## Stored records
※ ※ ※
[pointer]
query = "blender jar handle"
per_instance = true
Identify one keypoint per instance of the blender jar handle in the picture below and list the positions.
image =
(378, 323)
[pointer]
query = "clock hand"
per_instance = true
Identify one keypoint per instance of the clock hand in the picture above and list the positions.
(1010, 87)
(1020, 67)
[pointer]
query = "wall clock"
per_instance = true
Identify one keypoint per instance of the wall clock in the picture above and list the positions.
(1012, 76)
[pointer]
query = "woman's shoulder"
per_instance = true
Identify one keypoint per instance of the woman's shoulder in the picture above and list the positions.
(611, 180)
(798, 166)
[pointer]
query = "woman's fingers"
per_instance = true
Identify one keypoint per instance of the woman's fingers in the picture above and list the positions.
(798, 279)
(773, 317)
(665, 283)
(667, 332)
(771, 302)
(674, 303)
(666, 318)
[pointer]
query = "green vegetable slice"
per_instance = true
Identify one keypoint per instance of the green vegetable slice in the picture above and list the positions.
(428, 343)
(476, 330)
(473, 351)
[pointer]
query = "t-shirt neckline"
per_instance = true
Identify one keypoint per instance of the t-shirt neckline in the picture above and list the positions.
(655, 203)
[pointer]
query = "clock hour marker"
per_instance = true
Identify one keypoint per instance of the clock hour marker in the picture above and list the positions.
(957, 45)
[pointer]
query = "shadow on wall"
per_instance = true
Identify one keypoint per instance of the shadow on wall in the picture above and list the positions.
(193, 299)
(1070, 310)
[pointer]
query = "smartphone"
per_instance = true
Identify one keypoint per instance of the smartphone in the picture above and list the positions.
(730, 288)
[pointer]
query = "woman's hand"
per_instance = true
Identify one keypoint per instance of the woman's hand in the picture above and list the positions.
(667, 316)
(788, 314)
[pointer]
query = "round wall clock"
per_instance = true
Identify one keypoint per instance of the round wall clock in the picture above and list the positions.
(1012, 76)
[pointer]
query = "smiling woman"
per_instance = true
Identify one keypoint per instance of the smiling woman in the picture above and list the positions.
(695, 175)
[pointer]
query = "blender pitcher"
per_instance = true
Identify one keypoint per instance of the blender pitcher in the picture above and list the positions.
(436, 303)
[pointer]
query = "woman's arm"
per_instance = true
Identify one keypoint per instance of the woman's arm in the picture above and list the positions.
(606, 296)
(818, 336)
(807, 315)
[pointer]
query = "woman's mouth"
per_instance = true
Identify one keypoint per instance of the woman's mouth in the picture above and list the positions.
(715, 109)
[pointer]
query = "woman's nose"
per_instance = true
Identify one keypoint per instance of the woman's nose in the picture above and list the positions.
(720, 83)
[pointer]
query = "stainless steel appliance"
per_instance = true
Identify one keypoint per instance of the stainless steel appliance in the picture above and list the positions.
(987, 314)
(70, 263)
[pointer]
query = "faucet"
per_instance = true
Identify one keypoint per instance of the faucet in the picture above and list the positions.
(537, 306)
※ ※ ※
## WHAT THE TASK REQUIRES
Your reply must repeat the records above exactly and in full.

## THE COMPLETED TASK
[pointer]
query = "blender jar handle"
per_instance = true
Identify one keypoint per instance of the blender jar handle in the picture below and list the positions.
image =
(378, 323)
[pointer]
query = "clock hand"
per_instance = true
Identify one keypoint per instance of the clock hand in the picture above and list the positions.
(1010, 87)
(1020, 67)
[pointer]
query = "wall clock"
per_instance = true
Identify one keypoint per instance of the wall clock in the picture above and list the positions.
(1012, 76)
[pointer]
query = "woman's shoulder"
per_instance = true
Identify one keypoint per instance of the woman's shoulder in the picture above and list the positions.
(611, 180)
(798, 166)
[pointer]
query = "woman's fingers"
per_instance = true
Identify one keypoint per instance of the woman's fingers in the picture above and list the positions.
(798, 279)
(773, 317)
(665, 283)
(667, 332)
(771, 302)
(674, 303)
(666, 318)
[pointer]
query = "green vegetable slice"
per_instance = true
Identify one keypoint per instance of the green vegetable slice in the picture above and list the positions.
(428, 343)
(476, 330)
(473, 351)
[pointer]
query = "t-shirt neckline"
per_instance = true
Identify one keypoint per instance of the t-shirt neckline in the picture above and list the positions.
(655, 203)
[pointer]
query = "clock hour marker"
per_instance = true
Identify one keypoint per instance of the clock hour marker in the picture above and list the positions.
(957, 45)
[pointer]
query = "shadow on wall"
per_instance = true
Identify one keypoint per instance of the shadow on wall in the picture above and list the positions.
(193, 299)
(1070, 310)
[pointer]
query = "smartphone"
per_instance = true
Identify one keypoint per instance of the smartphone in the picture above and list the positions.
(730, 288)
[pointer]
query = "woman's hand"
per_instance = true
Identify one keypoint per instance of the woman's hand in the picture above and list the positions.
(667, 316)
(788, 314)
[pointer]
query = "round wall clock"
per_instance = true
Identify one keypoint per instance of the round wall clock in the picture above and list the positions.
(1012, 76)
[pointer]
query = "smiling woman"
per_instance = true
Identify one keypoint per instance of the smiling woman in the picture above and list the positions.
(695, 175)
[pointer]
query = "blender pitcher"
per_instance = true
Identify one keypoint per instance of the blender pitcher in the picture above and list the positions.
(436, 303)
[pointer]
query = "woman's arm"
per_instance = true
Identify one keypoint per instance of the woman's arm in the picture above and list the positions.
(606, 296)
(818, 336)
(807, 315)
[pointer]
query = "woman's mouth"
per_instance = true
Identify one keypoint per instance of the woman's mouth in the picture above and list the positions.
(715, 109)
[pointer]
query = "woman's nose"
per_instance = true
Identify one keypoint per instance of the woman's nose in the picture above and list the positions.
(720, 83)
[pointer]
query = "stainless steel appliance"
per_instance = true
Identify one keypoint per instance of the stainless steel appliance in the picture above and list the positions.
(987, 314)
(70, 263)
[pointer]
query = "faucet"
per_instance = true
Identify one keypoint per instance of the faucet in the picture above and list the positions.
(537, 306)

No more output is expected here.